→ What the task asks
State how many lines in the entries below include the string "grassy", and give nothing beyond that number.

START Data for processing

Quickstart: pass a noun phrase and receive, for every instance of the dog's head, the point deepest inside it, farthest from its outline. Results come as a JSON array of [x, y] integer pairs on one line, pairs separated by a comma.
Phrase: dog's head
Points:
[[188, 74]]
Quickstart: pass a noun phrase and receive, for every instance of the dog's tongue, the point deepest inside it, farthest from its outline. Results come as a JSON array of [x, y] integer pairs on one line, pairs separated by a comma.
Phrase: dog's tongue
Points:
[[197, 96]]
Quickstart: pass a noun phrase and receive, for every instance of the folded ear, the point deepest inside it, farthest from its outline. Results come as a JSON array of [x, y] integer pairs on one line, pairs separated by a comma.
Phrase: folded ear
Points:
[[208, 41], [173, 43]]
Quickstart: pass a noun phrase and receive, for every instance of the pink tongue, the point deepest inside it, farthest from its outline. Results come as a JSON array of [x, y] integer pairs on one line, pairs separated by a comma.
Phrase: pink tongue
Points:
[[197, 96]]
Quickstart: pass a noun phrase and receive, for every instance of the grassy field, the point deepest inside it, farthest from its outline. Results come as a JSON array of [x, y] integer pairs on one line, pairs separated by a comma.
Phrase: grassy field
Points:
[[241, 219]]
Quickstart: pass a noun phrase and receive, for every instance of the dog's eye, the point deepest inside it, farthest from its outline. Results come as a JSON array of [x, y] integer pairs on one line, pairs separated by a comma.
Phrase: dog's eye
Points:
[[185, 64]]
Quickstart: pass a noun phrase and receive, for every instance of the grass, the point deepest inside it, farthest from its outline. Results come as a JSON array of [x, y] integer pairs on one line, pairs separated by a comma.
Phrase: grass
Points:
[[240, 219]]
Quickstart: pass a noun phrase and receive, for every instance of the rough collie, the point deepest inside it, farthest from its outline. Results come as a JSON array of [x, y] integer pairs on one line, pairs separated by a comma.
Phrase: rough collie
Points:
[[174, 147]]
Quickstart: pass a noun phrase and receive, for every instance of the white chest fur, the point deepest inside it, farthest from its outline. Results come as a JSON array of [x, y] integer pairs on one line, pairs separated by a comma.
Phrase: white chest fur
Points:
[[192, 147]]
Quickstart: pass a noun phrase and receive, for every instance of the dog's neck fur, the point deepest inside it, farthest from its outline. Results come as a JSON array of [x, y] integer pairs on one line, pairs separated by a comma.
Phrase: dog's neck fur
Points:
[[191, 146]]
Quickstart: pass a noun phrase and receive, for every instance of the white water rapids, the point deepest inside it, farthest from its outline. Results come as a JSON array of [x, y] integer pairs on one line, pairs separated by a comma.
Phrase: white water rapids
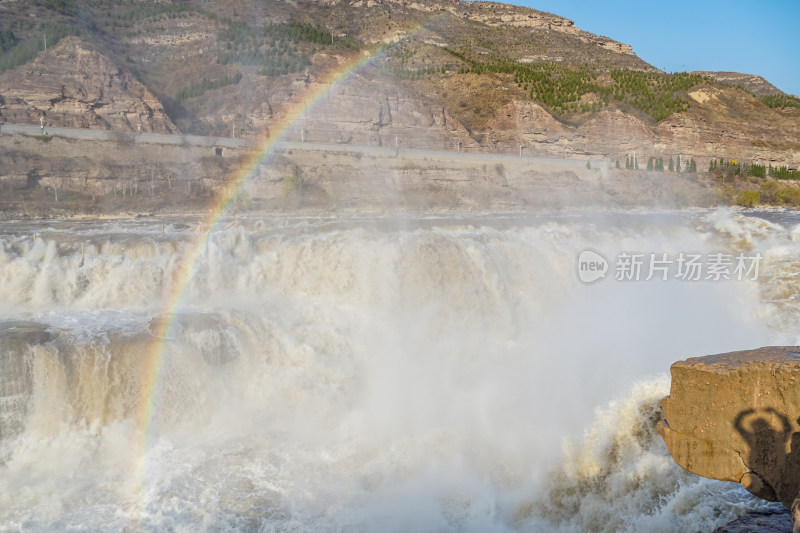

END Data for processing

→ Answer for this exercise
2